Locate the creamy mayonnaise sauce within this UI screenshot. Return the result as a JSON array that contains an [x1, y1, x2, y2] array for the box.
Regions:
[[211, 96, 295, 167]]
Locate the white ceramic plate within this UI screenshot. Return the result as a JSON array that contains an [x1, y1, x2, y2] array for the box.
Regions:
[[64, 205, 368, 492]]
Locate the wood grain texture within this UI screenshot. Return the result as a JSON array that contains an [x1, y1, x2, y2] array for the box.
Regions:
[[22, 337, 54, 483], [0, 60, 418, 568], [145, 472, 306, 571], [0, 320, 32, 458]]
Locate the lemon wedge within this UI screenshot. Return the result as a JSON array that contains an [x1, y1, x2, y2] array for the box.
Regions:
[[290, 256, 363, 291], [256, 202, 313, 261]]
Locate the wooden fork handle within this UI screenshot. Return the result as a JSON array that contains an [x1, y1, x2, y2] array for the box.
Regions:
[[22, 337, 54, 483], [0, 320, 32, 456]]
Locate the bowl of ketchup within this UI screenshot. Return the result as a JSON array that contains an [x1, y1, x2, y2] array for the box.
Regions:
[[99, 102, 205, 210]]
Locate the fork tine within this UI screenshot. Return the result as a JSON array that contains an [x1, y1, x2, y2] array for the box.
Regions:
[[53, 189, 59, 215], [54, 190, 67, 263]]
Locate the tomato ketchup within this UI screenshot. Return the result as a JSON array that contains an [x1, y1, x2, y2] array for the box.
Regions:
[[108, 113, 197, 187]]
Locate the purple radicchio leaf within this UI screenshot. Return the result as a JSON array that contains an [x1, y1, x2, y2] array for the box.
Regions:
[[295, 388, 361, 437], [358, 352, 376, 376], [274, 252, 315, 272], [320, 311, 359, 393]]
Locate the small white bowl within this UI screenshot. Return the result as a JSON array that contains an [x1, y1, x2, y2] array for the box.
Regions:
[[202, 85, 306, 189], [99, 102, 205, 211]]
==
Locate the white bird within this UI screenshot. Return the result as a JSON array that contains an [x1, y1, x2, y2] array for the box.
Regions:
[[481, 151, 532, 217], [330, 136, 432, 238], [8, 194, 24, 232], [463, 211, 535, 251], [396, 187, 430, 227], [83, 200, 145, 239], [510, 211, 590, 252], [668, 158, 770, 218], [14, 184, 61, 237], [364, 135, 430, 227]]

◆ **Goal**:
Please rewrite the material from the line with "Locate the creamy" up to and including the line with "[[290, 256, 363, 291], [256, 202, 313, 261]]", keeping every line and raising each bounding-box coordinate in the bracketed lists by 145. Leave all other wording and numbers unchanged.

◆ **Exercise result**:
Locate the creamy mayonnaise sauce within this UI screenshot. Return the result as a JSON array that contains an [x1, y1, x2, y2] array for the box.
Regions:
[[356, 241, 440, 312]]
Locate the white ceramic plate within this UI screenshot. Return the result as a JSON array that contains an [x1, y1, x2, y2] array for the box.
Regions:
[[209, 350, 513, 637]]
Locate the wood grain texture within this UI screenshot. Return the result as a JSON array that contains an [x1, y1, x2, y2] array for the box.
Regions:
[[167, 482, 199, 628], [145, 205, 563, 713], [290, 617, 451, 716], [145, 465, 177, 603]]
Locate the lemon wedge within this UI screenshot. Return the result as a JSON array that contains an [x1, y1, x2, y2] array for the box.
Regions:
[[435, 401, 508, 436], [401, 347, 458, 406]]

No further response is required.